**The problem:**
Reproduce the entries below word for word, starting at their first line and ending at the line that contains "[[0, 0, 768, 96]]". Leave the pictures out of your answer.

**Input data:**

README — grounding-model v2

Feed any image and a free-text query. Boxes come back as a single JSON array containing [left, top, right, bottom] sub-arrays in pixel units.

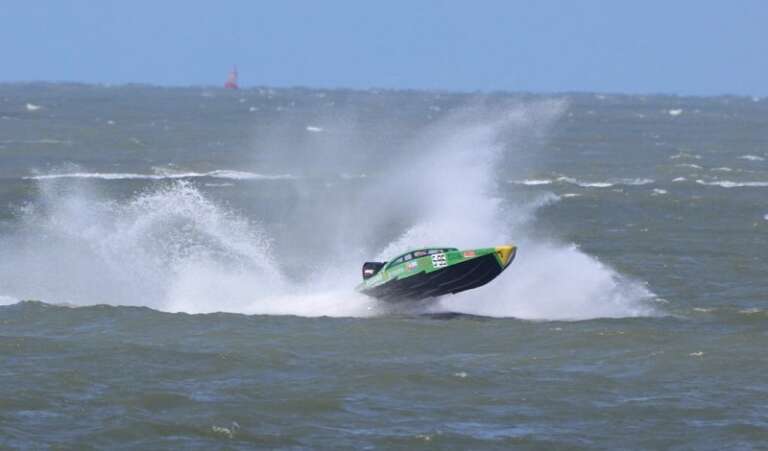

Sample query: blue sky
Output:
[[0, 0, 768, 96]]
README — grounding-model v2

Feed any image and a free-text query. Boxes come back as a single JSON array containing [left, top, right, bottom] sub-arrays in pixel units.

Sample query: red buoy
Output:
[[224, 66, 240, 89]]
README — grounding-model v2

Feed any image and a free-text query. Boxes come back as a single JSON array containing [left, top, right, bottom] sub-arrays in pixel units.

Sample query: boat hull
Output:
[[360, 254, 511, 302]]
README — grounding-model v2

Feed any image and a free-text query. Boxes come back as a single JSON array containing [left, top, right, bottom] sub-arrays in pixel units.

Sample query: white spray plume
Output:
[[0, 101, 652, 319]]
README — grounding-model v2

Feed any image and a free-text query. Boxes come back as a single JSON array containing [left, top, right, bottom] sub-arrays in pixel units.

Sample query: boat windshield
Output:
[[387, 251, 458, 269]]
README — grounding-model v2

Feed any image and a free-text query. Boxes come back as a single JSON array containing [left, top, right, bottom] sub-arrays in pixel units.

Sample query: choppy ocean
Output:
[[0, 84, 768, 449]]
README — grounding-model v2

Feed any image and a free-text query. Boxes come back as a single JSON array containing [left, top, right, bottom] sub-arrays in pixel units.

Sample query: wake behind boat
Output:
[[357, 245, 517, 302]]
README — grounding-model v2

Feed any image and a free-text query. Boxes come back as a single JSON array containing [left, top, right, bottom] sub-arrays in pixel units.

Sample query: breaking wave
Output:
[[0, 101, 654, 320], [24, 169, 296, 180], [696, 180, 768, 188]]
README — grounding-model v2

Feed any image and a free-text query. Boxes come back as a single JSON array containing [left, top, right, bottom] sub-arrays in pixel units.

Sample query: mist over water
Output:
[[0, 83, 768, 449], [0, 100, 653, 319]]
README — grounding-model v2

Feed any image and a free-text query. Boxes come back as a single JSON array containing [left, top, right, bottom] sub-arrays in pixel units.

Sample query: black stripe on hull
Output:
[[362, 254, 505, 302]]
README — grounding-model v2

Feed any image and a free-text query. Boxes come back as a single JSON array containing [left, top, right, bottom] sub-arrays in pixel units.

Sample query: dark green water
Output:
[[0, 84, 768, 449]]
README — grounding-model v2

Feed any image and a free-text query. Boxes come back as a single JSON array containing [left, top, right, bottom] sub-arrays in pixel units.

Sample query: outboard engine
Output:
[[363, 262, 387, 280]]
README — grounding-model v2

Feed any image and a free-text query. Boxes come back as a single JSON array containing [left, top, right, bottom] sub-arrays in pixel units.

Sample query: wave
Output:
[[510, 176, 655, 188], [0, 101, 655, 320], [696, 179, 768, 188], [739, 155, 765, 161], [23, 169, 296, 180]]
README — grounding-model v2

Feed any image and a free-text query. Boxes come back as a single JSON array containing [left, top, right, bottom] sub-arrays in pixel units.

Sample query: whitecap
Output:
[[511, 179, 552, 186], [24, 169, 296, 180], [620, 178, 655, 186], [0, 295, 19, 305], [577, 182, 613, 188]]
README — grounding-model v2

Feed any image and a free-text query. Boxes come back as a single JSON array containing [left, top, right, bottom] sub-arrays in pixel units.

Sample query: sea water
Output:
[[0, 84, 768, 449]]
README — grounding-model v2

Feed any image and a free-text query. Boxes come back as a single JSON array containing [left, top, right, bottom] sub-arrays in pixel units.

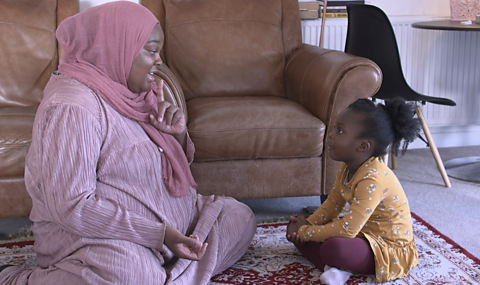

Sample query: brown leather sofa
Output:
[[0, 0, 79, 218], [140, 0, 382, 200]]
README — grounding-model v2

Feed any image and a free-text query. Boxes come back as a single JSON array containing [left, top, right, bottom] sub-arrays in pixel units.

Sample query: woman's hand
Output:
[[164, 226, 208, 261], [150, 80, 186, 135], [287, 216, 308, 244]]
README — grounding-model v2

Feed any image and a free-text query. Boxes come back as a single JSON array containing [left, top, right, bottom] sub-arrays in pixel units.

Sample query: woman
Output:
[[0, 1, 256, 285]]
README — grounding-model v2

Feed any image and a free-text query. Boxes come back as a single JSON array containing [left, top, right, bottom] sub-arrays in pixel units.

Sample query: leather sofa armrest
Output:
[[154, 64, 188, 123], [285, 44, 382, 124], [285, 44, 382, 195], [57, 0, 80, 64]]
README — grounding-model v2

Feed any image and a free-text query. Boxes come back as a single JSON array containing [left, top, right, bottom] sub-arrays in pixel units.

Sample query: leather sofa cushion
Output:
[[187, 96, 325, 161], [0, 0, 58, 107], [164, 0, 292, 101], [0, 107, 37, 177]]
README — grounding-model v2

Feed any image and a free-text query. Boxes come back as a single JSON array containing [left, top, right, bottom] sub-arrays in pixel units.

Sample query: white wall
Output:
[[80, 0, 450, 17]]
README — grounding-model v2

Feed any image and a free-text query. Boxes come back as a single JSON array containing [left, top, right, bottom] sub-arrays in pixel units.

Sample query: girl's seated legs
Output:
[[295, 237, 375, 274]]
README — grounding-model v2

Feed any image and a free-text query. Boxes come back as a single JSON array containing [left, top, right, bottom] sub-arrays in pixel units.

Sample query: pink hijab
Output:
[[56, 1, 197, 196]]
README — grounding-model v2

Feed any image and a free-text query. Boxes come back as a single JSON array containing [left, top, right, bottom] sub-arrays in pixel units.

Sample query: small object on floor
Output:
[[0, 264, 13, 272], [303, 206, 318, 215], [320, 265, 352, 285]]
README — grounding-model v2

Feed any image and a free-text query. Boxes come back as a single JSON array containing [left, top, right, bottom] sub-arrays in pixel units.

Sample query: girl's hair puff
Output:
[[348, 97, 421, 157]]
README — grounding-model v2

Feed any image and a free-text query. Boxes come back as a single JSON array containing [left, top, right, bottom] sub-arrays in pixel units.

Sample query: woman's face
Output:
[[127, 24, 163, 93]]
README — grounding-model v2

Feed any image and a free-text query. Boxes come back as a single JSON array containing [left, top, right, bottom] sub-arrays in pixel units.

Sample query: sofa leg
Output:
[[320, 194, 328, 204]]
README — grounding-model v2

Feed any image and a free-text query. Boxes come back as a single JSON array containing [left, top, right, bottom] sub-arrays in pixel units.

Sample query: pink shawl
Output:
[[56, 1, 196, 196]]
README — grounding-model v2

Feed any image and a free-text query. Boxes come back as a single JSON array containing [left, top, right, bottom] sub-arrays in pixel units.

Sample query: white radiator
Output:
[[302, 17, 480, 129]]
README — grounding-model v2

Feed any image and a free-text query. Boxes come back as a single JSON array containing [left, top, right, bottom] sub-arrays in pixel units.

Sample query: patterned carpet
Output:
[[0, 214, 480, 285]]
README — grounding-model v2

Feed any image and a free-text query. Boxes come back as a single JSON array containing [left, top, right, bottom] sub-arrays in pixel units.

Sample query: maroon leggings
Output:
[[295, 237, 375, 274]]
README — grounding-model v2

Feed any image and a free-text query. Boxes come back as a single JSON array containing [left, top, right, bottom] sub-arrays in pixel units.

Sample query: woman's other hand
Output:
[[150, 80, 186, 135], [287, 216, 308, 244], [164, 226, 208, 261]]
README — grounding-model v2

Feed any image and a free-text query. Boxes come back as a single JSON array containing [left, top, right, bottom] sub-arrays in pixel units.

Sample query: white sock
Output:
[[320, 265, 352, 285]]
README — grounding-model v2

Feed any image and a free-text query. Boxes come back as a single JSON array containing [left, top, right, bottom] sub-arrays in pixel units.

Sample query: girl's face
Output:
[[327, 108, 365, 165], [127, 24, 163, 93]]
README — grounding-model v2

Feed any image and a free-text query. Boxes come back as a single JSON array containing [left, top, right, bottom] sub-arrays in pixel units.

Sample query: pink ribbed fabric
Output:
[[57, 1, 196, 196], [0, 75, 256, 285]]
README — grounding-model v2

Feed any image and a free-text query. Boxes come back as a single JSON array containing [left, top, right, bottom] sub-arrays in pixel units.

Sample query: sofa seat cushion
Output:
[[187, 96, 325, 161], [0, 107, 37, 177]]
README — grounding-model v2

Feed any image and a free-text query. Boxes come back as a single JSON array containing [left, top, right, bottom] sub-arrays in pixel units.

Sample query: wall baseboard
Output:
[[408, 125, 480, 149]]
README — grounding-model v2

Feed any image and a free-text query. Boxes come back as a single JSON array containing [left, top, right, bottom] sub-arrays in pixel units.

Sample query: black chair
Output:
[[345, 4, 456, 187]]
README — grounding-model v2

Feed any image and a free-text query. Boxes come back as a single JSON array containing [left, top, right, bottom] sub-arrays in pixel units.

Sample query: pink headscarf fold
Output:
[[56, 1, 196, 196]]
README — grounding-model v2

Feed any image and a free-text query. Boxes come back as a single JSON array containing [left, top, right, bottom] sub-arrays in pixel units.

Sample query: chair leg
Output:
[[415, 106, 452, 188]]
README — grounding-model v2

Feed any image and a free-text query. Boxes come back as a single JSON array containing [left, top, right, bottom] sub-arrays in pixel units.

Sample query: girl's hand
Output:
[[164, 226, 208, 261], [287, 216, 308, 244], [150, 80, 186, 135]]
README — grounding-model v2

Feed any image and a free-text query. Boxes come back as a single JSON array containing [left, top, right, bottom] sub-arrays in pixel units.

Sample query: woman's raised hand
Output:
[[286, 216, 308, 244], [150, 80, 186, 135]]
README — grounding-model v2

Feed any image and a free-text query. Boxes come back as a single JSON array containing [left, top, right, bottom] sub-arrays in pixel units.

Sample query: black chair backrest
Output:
[[345, 4, 418, 101]]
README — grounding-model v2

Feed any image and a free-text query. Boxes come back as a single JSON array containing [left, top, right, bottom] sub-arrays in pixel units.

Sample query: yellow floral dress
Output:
[[298, 157, 418, 282]]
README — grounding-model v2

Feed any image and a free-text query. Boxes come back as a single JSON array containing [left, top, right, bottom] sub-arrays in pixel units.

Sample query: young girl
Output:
[[287, 98, 420, 284]]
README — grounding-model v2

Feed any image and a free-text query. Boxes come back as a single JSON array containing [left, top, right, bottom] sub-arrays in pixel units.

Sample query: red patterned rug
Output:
[[0, 213, 480, 285]]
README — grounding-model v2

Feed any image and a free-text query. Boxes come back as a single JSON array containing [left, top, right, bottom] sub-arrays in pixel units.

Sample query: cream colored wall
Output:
[[80, 0, 450, 17]]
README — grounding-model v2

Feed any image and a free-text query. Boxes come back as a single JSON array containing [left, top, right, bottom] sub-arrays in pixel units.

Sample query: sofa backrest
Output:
[[141, 0, 302, 101], [0, 0, 78, 108]]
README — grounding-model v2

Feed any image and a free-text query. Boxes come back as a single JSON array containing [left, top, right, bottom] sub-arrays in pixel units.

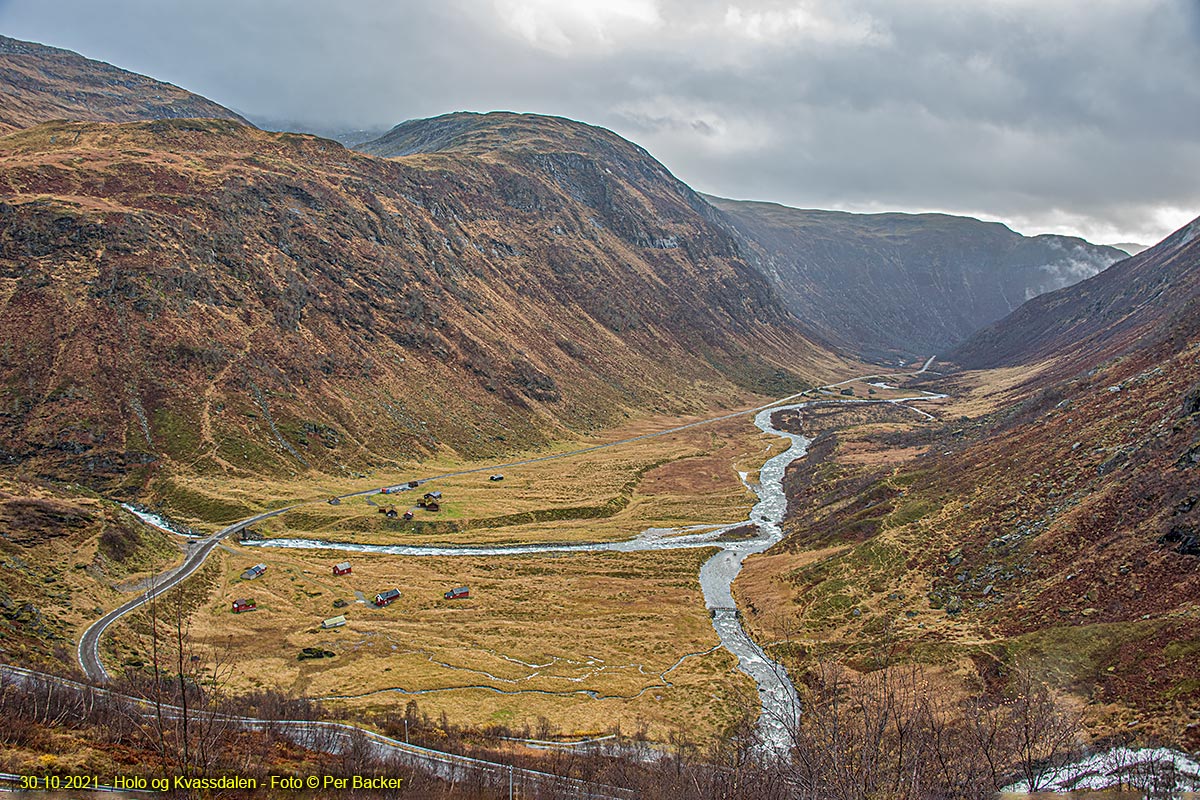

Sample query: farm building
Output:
[[241, 564, 266, 581], [376, 589, 400, 608]]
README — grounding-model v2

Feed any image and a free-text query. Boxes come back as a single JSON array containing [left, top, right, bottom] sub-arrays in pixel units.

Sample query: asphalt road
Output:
[[0, 662, 636, 800], [78, 506, 295, 684], [78, 356, 934, 682]]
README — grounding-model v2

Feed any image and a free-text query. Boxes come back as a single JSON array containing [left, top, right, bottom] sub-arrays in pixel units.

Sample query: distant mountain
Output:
[[0, 114, 838, 486], [250, 115, 391, 148], [0, 36, 250, 133], [1110, 241, 1150, 255], [707, 197, 1126, 360], [743, 211, 1200, 752], [946, 219, 1200, 368]]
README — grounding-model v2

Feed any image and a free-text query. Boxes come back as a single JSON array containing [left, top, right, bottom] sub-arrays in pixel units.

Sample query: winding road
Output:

**Answer in full:**
README — grounding-model v2

Feed any image and a free-text query. Boxes come back as a single JSON array containing [left, top, right, bottom] sub-arrays in pixel units.


Sample query: blue sky
Output:
[[0, 0, 768, 96]]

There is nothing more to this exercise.